Prompt — Please put the records into a Markdown table with the columns Row and Entry, starting at the line that contains "Mark a dot on every instance of the dense" and ending at the last line of the records. Give each line its own row number, and leave out blank lines.

Data supplied —
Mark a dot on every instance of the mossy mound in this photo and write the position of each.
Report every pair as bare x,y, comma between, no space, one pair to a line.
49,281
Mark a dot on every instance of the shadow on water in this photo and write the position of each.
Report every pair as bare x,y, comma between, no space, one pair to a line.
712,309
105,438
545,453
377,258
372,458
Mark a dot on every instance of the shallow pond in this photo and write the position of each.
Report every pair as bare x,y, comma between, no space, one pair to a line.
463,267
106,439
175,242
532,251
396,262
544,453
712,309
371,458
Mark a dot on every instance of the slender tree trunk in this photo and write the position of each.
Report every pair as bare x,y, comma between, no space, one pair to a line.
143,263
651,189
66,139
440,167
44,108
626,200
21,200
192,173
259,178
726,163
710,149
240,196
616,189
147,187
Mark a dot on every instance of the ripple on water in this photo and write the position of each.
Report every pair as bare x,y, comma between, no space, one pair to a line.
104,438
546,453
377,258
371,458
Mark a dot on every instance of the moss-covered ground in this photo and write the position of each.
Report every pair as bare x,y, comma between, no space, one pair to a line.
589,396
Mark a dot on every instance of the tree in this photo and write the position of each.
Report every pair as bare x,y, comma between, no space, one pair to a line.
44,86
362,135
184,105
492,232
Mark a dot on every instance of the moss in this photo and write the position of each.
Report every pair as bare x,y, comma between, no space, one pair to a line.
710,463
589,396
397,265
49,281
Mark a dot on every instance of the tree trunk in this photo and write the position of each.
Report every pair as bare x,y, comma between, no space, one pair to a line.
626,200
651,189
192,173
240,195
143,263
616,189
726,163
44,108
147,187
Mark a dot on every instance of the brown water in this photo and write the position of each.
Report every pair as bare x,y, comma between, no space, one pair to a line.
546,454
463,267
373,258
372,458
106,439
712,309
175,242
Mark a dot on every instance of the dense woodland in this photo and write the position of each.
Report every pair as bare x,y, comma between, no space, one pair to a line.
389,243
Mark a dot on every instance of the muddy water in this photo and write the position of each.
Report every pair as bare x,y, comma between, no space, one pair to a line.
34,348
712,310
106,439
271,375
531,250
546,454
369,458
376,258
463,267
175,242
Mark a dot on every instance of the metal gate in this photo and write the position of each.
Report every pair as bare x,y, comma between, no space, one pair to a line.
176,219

Problem solution —
| Row | Entry |
|---|---|
| 1 | Mark a dot on every instance of the dense woodland in this photo and write the position of each. |
| 2 | Report every pair as bare x,y, comma between, no space, one pair to a line. |
| 3 | 389,243 |
| 4 | Mark a dot on every instance of the muddy water in this photo and write the position of each. |
| 5 | Report every pair as bare x,y, comma between, no space, one pair to a line. |
| 6 | 34,348 |
| 7 | 712,310 |
| 8 | 106,439 |
| 9 | 271,375 |
| 10 | 531,250 |
| 11 | 546,454 |
| 12 | 369,458 |
| 13 | 376,258 |
| 14 | 463,267 |
| 15 | 175,242 |
| 16 | Mark a dot on every instance of the metal gate in this photo and write the position of each. |
| 17 | Report every pair as bare x,y, comma between, no space, one pair to a line. |
| 18 | 176,219 |